-- WHAT TO PRODUCE --
Would you please repeat all of the data exactly, omitting the pictures?

### MATERIAL SUPPLIED

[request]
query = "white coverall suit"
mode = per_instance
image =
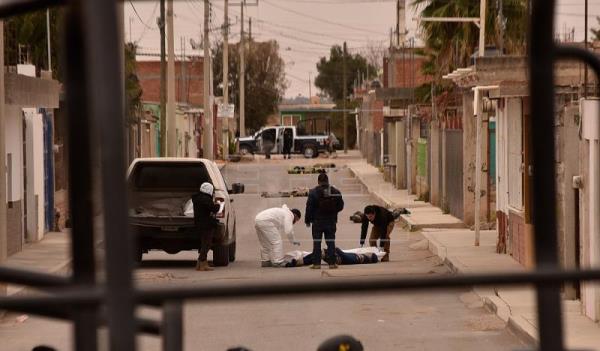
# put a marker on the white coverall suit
(270, 224)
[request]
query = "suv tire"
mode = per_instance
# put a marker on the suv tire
(232, 252)
(310, 151)
(221, 255)
(245, 150)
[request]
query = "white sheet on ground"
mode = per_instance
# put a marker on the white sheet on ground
(297, 254)
(188, 209)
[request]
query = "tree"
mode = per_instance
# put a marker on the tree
(596, 31)
(374, 53)
(451, 44)
(265, 79)
(330, 76)
(26, 35)
(133, 89)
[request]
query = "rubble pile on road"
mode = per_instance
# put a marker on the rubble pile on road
(358, 216)
(296, 192)
(317, 168)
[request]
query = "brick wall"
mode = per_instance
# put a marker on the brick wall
(14, 227)
(190, 89)
(518, 240)
(377, 114)
(405, 71)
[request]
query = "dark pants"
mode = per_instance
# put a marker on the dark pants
(287, 151)
(206, 236)
(267, 147)
(320, 229)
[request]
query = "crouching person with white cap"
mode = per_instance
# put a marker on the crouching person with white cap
(205, 210)
(270, 224)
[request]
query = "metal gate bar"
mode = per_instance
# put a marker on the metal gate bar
(95, 118)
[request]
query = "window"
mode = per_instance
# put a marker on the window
(515, 153)
(169, 175)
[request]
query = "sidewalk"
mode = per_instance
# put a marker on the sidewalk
(422, 214)
(448, 239)
(514, 305)
(49, 255)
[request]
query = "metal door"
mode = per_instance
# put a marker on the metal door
(454, 172)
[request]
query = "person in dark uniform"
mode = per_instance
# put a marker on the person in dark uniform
(383, 224)
(205, 210)
(268, 137)
(288, 140)
(322, 208)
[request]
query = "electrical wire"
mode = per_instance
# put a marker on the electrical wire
(138, 15)
(364, 30)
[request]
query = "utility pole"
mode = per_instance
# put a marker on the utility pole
(48, 39)
(208, 116)
(226, 79)
(309, 88)
(344, 103)
(585, 24)
(3, 200)
(171, 99)
(130, 20)
(482, 15)
(242, 78)
(397, 23)
(163, 82)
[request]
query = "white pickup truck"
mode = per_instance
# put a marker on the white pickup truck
(160, 189)
(307, 140)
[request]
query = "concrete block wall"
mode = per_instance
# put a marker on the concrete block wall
(149, 75)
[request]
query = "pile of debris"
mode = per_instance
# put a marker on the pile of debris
(297, 192)
(317, 168)
(358, 216)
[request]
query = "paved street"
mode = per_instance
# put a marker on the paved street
(448, 320)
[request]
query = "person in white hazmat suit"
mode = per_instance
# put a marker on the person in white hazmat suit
(270, 224)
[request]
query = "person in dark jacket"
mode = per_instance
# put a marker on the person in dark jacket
(205, 210)
(322, 208)
(268, 140)
(288, 140)
(383, 224)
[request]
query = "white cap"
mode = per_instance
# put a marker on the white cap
(207, 188)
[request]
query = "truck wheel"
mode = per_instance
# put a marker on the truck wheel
(244, 150)
(232, 252)
(139, 253)
(221, 255)
(310, 151)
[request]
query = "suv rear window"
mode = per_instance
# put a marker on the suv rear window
(172, 176)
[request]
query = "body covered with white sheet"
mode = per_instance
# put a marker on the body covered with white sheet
(270, 224)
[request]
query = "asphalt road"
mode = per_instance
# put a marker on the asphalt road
(436, 320)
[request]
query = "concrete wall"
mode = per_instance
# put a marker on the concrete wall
(390, 151)
(190, 89)
(14, 152)
(469, 139)
(35, 175)
(435, 191)
(400, 155)
(567, 157)
(414, 137)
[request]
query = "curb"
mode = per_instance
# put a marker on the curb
(371, 192)
(517, 325)
(60, 269)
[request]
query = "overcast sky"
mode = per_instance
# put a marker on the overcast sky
(305, 29)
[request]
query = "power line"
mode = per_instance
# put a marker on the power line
(321, 19)
(138, 15)
(306, 31)
(341, 2)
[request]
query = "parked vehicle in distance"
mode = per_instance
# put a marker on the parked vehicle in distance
(309, 138)
(159, 190)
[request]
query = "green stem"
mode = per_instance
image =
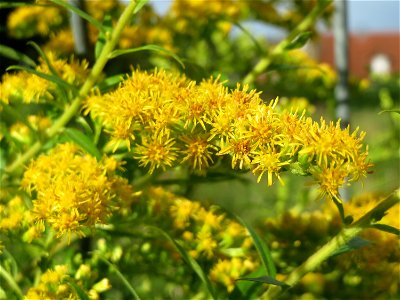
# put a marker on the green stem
(310, 19)
(342, 238)
(94, 75)
(11, 282)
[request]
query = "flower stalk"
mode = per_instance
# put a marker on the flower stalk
(71, 111)
(342, 238)
(264, 63)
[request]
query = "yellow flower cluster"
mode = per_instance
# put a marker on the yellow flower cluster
(227, 271)
(26, 87)
(27, 21)
(171, 120)
(13, 215)
(72, 189)
(206, 234)
(370, 269)
(53, 284)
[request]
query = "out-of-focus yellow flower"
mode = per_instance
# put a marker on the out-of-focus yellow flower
(73, 189)
(171, 120)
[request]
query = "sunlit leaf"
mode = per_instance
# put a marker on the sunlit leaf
(115, 269)
(299, 41)
(78, 290)
(15, 55)
(262, 248)
(82, 140)
(266, 279)
(155, 48)
(101, 40)
(353, 244)
(386, 228)
(139, 5)
(80, 13)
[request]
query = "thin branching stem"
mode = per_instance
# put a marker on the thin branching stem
(94, 75)
(264, 63)
(342, 238)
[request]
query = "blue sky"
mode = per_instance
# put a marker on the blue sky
(363, 15)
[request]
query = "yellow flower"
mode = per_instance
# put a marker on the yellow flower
(73, 189)
(197, 152)
(206, 243)
(157, 151)
(267, 160)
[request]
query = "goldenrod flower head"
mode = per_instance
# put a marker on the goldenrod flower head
(29, 88)
(72, 189)
(13, 215)
(206, 243)
(156, 151)
(198, 152)
(170, 120)
(268, 161)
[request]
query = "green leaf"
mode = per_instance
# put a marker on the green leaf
(190, 261)
(44, 56)
(299, 41)
(81, 293)
(14, 4)
(268, 280)
(262, 248)
(15, 55)
(80, 13)
(110, 82)
(102, 39)
(386, 228)
(49, 77)
(82, 140)
(114, 268)
(139, 5)
(155, 48)
(353, 244)
(390, 110)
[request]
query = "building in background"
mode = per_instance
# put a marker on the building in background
(377, 53)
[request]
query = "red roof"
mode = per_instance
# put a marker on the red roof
(362, 49)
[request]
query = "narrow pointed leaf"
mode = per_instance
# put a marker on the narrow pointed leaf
(353, 244)
(101, 40)
(262, 249)
(390, 110)
(299, 41)
(80, 13)
(155, 48)
(114, 268)
(386, 228)
(190, 261)
(82, 140)
(266, 279)
(44, 56)
(139, 5)
(78, 290)
(15, 55)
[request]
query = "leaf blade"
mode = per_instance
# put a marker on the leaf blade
(149, 47)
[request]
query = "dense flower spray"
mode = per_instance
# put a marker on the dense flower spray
(72, 189)
(166, 119)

######

-- ANSWER FOR THIS EXERCISE --
[request]
query = "white coverall suit"
mode = per_instance
image =
# put a marker on the white coverall suit
(270, 224)
[request]
query = "suv tire"
mode = per_instance
# put a marker on the suv tire
(232, 252)
(310, 151)
(221, 255)
(245, 150)
[request]
query = "white sheet on ground"
mode = per_instance
# put a marker on the white sheet on ground
(297, 254)
(188, 209)
[request]
query = "tree"
mode = per_instance
# put a marker on the tree
(596, 31)
(374, 53)
(451, 44)
(265, 79)
(330, 76)
(26, 35)
(133, 89)
[request]
query = "rubble pile on road"
mode = per_instance
# put a marker on the rubble pile on road
(358, 216)
(296, 192)
(317, 168)
[request]
query = "brick wall"
mode = per_instance
# put a marker on the brick wall
(14, 227)
(190, 89)
(518, 240)
(377, 114)
(405, 71)
[request]
query = "dark pants"
mode = per_instance
# put a marker on the dark pants
(287, 151)
(206, 236)
(267, 147)
(320, 229)
[request]
query = "crouching person with white cap"
mode = per_instance
# put a marker on the crouching person with white cap
(205, 210)
(270, 224)
[request]
query = "metal gate bar"
mode = per_instance
# put a marker on the metal gate bar
(95, 118)
[request]
query = "window"
mode = per_instance
# put a marker on the window
(515, 153)
(169, 175)
[request]
query = "sidewalk"
mode = per_instance
# put a marker on the sidewalk
(422, 214)
(448, 239)
(514, 305)
(49, 255)
[request]
query = "metal door"
mode = per_instance
# put a marker on the metal door
(454, 172)
[request]
query = "person in dark uniform"
mode = per_instance
# put a marker on the person in dark uniform
(383, 224)
(205, 210)
(268, 137)
(288, 140)
(322, 208)
[request]
query = "electrical wire"
mode = per_instance
# put a marker on the electrical wire
(138, 15)
(364, 30)
[request]
query = "utility pole"
mode = per_instance
# put a marker on the utility pole
(48, 39)
(208, 116)
(226, 79)
(309, 88)
(344, 103)
(585, 24)
(3, 200)
(171, 99)
(130, 20)
(482, 15)
(242, 78)
(397, 23)
(163, 82)
[request]
query = "white pickup truck"
mode = per_instance
# put a marker on the white pickup truck
(160, 189)
(307, 140)
[request]
query = "concrete block wall"
mode = per_instance
# put a marker on the concrete block wall
(149, 75)
[request]
query = "pile of debris"
mode = per_instance
# put a marker on the pile of debris
(297, 192)
(317, 168)
(358, 216)
[request]
query = "paved street"
mode = per_instance
# put a marker on the paved street
(448, 320)
[request]
query = "person in white hazmat suit"
mode = per_instance
# put a marker on the person in white hazmat suit
(270, 224)
[request]
query = "person in dark jacket"
mode = per_instance
# put a marker on the person in dark jacket
(205, 210)
(322, 208)
(268, 140)
(288, 140)
(383, 224)
[request]
query = "white cap"
mode = per_instance
# put a marker on the white cap
(207, 188)
[request]
query = "truck wheel"
mode = per_instance
# put a marker on the truck wheel
(244, 150)
(232, 252)
(139, 253)
(221, 255)
(310, 151)
[request]
query = "suv rear window"
mode = per_instance
# put a marker on the suv rear window
(172, 176)
[request]
query = "body covered with white sheet"
mode = per_instance
# put a marker on the body covered with white sheet
(270, 224)
[request]
query = "asphalt road"
mode = per_instance
# put a marker on the asphalt road
(436, 320)
[request]
query = "concrete wall"
mode = per_instance
# put a marker on the concrete wall
(390, 151)
(190, 89)
(14, 152)
(469, 139)
(35, 175)
(435, 191)
(400, 155)
(567, 157)
(414, 137)
[request]
query = "curb"
mode = per_instance
# put a marker on the curb
(371, 192)
(517, 325)
(60, 269)
[request]
query = "overcast sky"
mode = per_instance
# put a marker on the overcast sky
(305, 29)
[request]
query = "power line"
mode = per_instance
# put a marker on the power line
(321, 19)
(138, 15)
(306, 31)
(341, 2)
[request]
query = "parked vehicle in distance"
mode = per_instance
# put a marker on the parked vehicle in distance
(309, 138)
(159, 190)
[request]
query = "green stem"
mode = per_instance
image =
# put a marker on the green stem
(310, 19)
(342, 238)
(94, 75)
(11, 282)
[request]
query = "flower stalk"
mode = per_instance
# put a marker on the flower stalk
(71, 111)
(342, 238)
(264, 63)
[request]
query = "yellow flower cluster"
mode = per_instance
# put a marker on the yellow flower cluster
(227, 271)
(26, 87)
(27, 21)
(171, 120)
(13, 215)
(72, 189)
(206, 234)
(370, 269)
(53, 284)
[request]
query = "out-of-focus yellow flower"
mode = per_instance
# put a marker on the out-of-focus yellow flower
(73, 189)
(171, 120)
[request]
query = "sunlit leaf"
mode = per_instance
# put a marker on the sunlit leaf
(115, 269)
(299, 41)
(78, 290)
(15, 55)
(262, 248)
(82, 140)
(266, 279)
(155, 48)
(101, 40)
(353, 244)
(386, 228)
(139, 5)
(80, 13)
[request]
query = "thin branching stem"
mode = per_instance
# put a marker on the thin branching stem
(94, 75)
(264, 63)
(342, 238)
[request]
query = "blue sky"
mode = per_instance
# put a marker on the blue sky
(363, 15)
[request]
query = "yellow flower"
mode = per_instance
# put a marker on the yellow flower
(73, 189)
(197, 152)
(206, 243)
(157, 151)
(267, 160)
[request]
query = "goldenrod flower head"
mode = per_instance
# put a marker on the goldenrod flower head
(29, 88)
(72, 189)
(13, 215)
(206, 243)
(156, 151)
(198, 152)
(170, 120)
(268, 161)
[request]
query = "green leaf"
mode = per_instance
# put a marker on the green leaf
(190, 261)
(44, 56)
(299, 41)
(81, 293)
(14, 4)
(268, 280)
(262, 248)
(15, 55)
(80, 13)
(110, 82)
(102, 39)
(386, 228)
(49, 77)
(82, 140)
(114, 268)
(139, 5)
(155, 48)
(353, 244)
(390, 110)
[request]
query = "building in background"
mode = per_instance
# put a marker on the building in background
(377, 53)
[request]
query = "red roof"
mode = per_instance
# put a marker on the red roof
(362, 49)
[request]
query = "narrow pointed leaf"
mode = per_instance
# put a marker on the narrow pointed leaf
(353, 244)
(101, 40)
(262, 249)
(390, 110)
(299, 41)
(80, 13)
(155, 48)
(114, 268)
(386, 228)
(190, 261)
(82, 140)
(266, 279)
(44, 56)
(139, 5)
(78, 290)
(15, 55)
[request]
query = "leaf blade"
mode = per_instance
# put a marker on the leaf blade
(149, 47)
[request]
query = "dense flower spray"
mode = per_instance
# put a marker on the dense flower spray
(72, 189)
(166, 119)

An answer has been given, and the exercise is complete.